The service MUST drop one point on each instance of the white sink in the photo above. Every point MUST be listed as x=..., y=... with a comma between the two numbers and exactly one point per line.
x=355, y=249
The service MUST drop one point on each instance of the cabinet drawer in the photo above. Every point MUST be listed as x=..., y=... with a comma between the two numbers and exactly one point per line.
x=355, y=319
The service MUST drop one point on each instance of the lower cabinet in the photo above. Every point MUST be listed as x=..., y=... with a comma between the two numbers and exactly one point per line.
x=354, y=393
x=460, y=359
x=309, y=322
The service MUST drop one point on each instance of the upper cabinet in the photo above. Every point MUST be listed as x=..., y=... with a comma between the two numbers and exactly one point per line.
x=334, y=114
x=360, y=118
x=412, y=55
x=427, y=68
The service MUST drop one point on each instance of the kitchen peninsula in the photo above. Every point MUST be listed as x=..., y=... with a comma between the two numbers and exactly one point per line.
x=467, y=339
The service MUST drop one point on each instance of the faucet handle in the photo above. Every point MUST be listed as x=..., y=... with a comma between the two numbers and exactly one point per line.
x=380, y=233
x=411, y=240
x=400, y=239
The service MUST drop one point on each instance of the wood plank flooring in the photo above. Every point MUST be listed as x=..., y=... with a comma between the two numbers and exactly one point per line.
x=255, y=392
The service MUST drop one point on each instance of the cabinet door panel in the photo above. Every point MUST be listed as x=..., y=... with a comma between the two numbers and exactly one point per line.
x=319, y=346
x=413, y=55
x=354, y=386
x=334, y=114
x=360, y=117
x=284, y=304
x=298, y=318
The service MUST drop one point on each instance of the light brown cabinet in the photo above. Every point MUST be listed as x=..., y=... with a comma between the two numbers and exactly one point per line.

Task requirements -
Give back each record, exactly as it reads.

Answer section -
The service MUST drop one point on each instance of the white sink in the photo above. Every point MUST be listed as x=..., y=... with a comma between the two numbers and exactly one point per line.
x=355, y=249
The service MUST drop one point on each instance of the cabinet drawer in the photo above. Every point MUST be listed as x=..., y=... with a comma between the two numbers and exactly one point per line.
x=355, y=319
The service MUST drop one point on each instance of the lower cabinet in the photo above. Every point MUST be listed as x=..., y=... with a comma between the two numbers and exactly one point per line.
x=354, y=393
x=460, y=359
x=309, y=322
The service MUST drop one point on each instance of the upper cabinet in the photo above. Every point MUST be listed as x=..., y=... with a comma between the two numbers and exactly one point per line.
x=334, y=114
x=360, y=118
x=412, y=55
x=427, y=68
The service MUST drop one point on each instance of the kitchen peninsula in the photo above. Every point MUST be listed as x=..., y=... with a comma between the two numbers and exactly one point per line.
x=467, y=339
The service MUST drop one point on each instance of the faucet handle in the photo above. Every point MUST be listed as x=..., y=... with a comma between the two numbers and exactly one point per line.
x=380, y=233
x=411, y=240
x=400, y=239
The service MUST drop one point on each instance of the wood plank flooring in the photo above. Every point MUST be listed as x=..., y=... with a comma between the two numbers and exactly one point per line.
x=255, y=392
The service MUST drop one point on each instance of the cabinet door panel in the photo above. Every point MUST be listed as x=..., y=... with a comma between the two numbers and exactly one point per line.
x=319, y=346
x=413, y=55
x=354, y=386
x=334, y=114
x=360, y=117
x=284, y=304
x=298, y=318
The service MUST drop one point on each instance of the light brown cabinet in the photo above. Every point MUST be listed as x=..., y=... with a comma between the two numbers and exactly one point per line.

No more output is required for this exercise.